Originally Posted by ??? (Post 3794744)
the bassline is rhythmically similar to that of a heartbeat, and the drum beat is rhythmically similar to that of heavy breathing, which altogether subconsciously reminds the listener of the experience of running, and lastly the claustrophic production of the song psychologically puts the listener in the shoes of the running man.

very nicely worded, mi amigo.

i always thought porl was pretty underrated. though i prefer a version with keys, his interpretation on the guitar is really great.


redbreegull 11-27-2011 11:00 PM

Quote:

highly individual within their respective genre, has a refined aesthetic, and a compositional sophistication that distinguishes them from more conventional guitarists
if you don't think this applies to Neil Young you are frankly just a fucking moron, or you haven't actually heard any Neil Young

I am a big fan of The Cure and Buckley and have been familiar with those songs for years. I'm not debating that those guys are good, innovative guitarists in different ways. My issue is that they use just as many musical tropes and timeworn techniques as Neil Young or Paul Simon. You are picking out certain characteristics in music and saying, "look, this is derivative of what came before!" while totally ignoring the way in which your own picks do the same thing.

There is no defending Staind though, that is just a major fail on your part

redbreegull 11-27-2011 11:04 PM

What I see ultimately is that you are giving preference to a certain set of aesthetic traits in music over others, which is arbitrary. It's clear you don't like "old" sounding music with strong blues and rockabilly influences. That has no bearing on the creative mettle of guitarists who play more in that style.

You're also trying to spin the argument around and paint me as the guy who thinks technicality matters... that's lala. I don't give a shit about how technically good a player is, I'm just pointing out that you are talking in terms of scales and such yet you don't recognize that the players you picked use the same scales and common chord progressions that nearly all rock music has used for 6 decades. Your choices have to do with the aesthetic of the music apparently. I think you're a little too wrapped up in "alternative" and it is blinding you to the pretty obvious seminal qualities of players like Neil Young and Paul Simon because it's not as cool or something.

??? 11-27-2011 11:07 PM

Quote:

Originally Posted by redbreegull (Post 3794706)

**Problems and tasks**
- 1) Answer these questions using the forum thread about guitarists.
(a) According to the first quoted post, what is the bassline rhythmically similar to?
(b) Which band does redbreegull say there is no defending?
(c) For how many decades does redbreegull say nearly all rock music has used the same scales and common chord progressions?
- 2) Reproduce, in the records, the lines from the one containing "query (the noun phrase to segment): eye" through the one containing "77 81 L 74 79", including both of those lines.

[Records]

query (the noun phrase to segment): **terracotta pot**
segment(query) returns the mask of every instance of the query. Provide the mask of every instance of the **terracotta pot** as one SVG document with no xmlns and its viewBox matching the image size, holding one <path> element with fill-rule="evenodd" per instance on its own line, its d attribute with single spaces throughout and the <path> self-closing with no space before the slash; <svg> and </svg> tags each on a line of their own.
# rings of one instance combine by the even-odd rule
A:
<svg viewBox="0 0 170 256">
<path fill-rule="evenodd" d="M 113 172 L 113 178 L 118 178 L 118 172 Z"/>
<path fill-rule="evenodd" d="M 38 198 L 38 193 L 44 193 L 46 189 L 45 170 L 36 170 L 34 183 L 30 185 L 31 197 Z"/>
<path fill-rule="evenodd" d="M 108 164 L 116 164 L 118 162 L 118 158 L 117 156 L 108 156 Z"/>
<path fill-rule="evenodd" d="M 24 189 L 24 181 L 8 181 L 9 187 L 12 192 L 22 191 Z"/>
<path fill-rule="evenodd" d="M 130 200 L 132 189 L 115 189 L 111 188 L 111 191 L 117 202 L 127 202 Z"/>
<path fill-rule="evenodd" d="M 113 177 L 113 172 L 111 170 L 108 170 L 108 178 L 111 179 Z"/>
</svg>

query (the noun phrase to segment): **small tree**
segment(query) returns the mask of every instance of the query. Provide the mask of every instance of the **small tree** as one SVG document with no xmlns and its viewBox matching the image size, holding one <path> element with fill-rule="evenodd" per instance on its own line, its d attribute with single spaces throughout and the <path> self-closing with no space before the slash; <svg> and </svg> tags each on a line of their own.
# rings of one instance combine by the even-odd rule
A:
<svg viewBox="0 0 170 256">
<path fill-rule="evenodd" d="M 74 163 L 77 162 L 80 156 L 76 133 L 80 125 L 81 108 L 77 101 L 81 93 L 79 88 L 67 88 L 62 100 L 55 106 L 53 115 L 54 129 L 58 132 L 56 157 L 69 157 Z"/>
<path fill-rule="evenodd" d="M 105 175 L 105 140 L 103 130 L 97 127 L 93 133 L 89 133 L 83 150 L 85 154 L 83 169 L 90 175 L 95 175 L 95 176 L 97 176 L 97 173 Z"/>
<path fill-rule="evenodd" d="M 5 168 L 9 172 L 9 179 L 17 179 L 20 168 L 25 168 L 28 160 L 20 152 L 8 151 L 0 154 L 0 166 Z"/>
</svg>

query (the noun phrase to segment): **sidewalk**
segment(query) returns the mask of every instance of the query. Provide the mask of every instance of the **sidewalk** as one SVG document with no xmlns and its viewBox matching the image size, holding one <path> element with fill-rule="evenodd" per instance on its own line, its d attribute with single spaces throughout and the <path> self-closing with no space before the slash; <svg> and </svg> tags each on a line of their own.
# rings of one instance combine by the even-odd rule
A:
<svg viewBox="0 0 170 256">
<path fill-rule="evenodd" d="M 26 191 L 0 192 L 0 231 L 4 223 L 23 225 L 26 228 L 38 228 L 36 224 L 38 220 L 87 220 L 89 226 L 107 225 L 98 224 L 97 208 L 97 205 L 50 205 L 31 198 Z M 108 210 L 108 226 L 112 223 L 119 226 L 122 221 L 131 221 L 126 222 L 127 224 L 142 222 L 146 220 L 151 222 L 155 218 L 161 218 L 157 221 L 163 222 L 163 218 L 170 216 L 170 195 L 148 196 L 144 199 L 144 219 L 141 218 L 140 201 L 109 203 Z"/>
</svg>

* * *

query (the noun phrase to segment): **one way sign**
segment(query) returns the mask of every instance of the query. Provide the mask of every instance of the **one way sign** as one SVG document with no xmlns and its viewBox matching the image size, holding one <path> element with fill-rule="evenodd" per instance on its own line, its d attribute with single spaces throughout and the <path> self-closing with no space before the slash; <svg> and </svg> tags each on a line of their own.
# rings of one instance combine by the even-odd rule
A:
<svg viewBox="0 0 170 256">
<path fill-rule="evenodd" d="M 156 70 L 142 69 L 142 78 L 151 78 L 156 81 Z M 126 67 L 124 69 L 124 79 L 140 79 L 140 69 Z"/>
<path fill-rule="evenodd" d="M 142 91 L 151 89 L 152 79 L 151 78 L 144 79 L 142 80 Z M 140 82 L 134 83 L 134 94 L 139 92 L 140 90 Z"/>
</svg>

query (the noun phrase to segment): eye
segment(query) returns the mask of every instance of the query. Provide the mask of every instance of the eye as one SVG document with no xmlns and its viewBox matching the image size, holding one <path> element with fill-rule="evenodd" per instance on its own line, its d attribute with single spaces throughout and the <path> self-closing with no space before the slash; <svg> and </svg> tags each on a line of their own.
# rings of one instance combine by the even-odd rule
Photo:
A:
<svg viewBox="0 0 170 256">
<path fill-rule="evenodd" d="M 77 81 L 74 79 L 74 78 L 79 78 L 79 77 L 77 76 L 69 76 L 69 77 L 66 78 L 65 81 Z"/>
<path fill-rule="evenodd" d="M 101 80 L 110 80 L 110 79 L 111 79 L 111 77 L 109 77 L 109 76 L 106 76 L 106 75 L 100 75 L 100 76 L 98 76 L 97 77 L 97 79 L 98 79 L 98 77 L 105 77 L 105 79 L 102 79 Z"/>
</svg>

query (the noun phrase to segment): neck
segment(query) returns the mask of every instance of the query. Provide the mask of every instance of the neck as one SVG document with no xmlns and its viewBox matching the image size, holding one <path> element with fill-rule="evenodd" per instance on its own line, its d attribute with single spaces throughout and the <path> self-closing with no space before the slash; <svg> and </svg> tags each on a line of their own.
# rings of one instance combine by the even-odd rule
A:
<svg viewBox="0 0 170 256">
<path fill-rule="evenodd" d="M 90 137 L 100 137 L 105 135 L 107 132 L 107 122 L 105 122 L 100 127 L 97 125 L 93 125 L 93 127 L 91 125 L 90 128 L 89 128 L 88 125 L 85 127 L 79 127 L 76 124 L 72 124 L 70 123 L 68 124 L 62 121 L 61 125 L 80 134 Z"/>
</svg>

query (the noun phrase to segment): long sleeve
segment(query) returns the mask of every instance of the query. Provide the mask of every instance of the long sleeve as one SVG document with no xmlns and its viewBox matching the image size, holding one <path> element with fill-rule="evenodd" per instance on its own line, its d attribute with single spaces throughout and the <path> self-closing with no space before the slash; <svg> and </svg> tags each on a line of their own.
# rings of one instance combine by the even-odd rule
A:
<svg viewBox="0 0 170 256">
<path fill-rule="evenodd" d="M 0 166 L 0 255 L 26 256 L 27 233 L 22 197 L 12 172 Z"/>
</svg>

**Exercise responses**
- 1)
(a) A heartbeat.
(b) Staind.
(c) Six decades.

- 2)
query (the noun phrase to segment): eye
segment(query) returns the mask of every instance of the query. Provide the mask of every instance of the eye as one SVG document with no xmlns and its viewBox matching the image size, holding one <path> element with fill-rule="evenodd" per instance on its own line, its d attribute with single spaces throughout and the <path> self-closing with no space before the slash; <svg> and </svg> tags each on a line of their own.
# rings of one instance combine by the even-odd rule
Photo:
A:
<svg viewBox="0 0 170 256">
<path fill-rule="evenodd" d="M 77 81 L 74 79 L 74 78 L 79 78 L 79 77 L 77 76 L 69 76 L 69 77 L 66 78 L 65 81 Z"/>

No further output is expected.